## [INSTRUCTIONS FOR THE TASK]
Copy each of the entries below word for word.

+ + + + + + +

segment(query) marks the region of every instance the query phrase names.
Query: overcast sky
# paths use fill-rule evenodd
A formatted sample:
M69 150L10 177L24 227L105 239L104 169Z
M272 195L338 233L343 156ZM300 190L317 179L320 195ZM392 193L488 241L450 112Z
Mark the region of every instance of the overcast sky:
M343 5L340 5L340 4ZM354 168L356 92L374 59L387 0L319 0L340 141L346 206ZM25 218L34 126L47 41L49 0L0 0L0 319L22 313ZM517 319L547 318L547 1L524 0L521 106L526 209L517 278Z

+ + + + + + +

## [REPLY TO THE EXERCISE]
segment(query) marks the region of every instance the query phrase names.
Query: overcast sky
# paths use fill-rule evenodd
A formatted sample:
M69 150L10 177L24 227L105 239L104 169Z
M272 195L338 233L343 156ZM300 190L317 179L320 195ZM392 193L488 241L450 112Z
Mark the region of every instance of the overcast sky:
M343 5L340 5L340 4ZM354 168L356 92L374 59L387 0L319 0L340 141L346 206ZM25 218L34 126L47 41L49 0L0 0L0 319L22 313ZM517 319L547 318L547 1L524 0L521 106L526 209L517 278Z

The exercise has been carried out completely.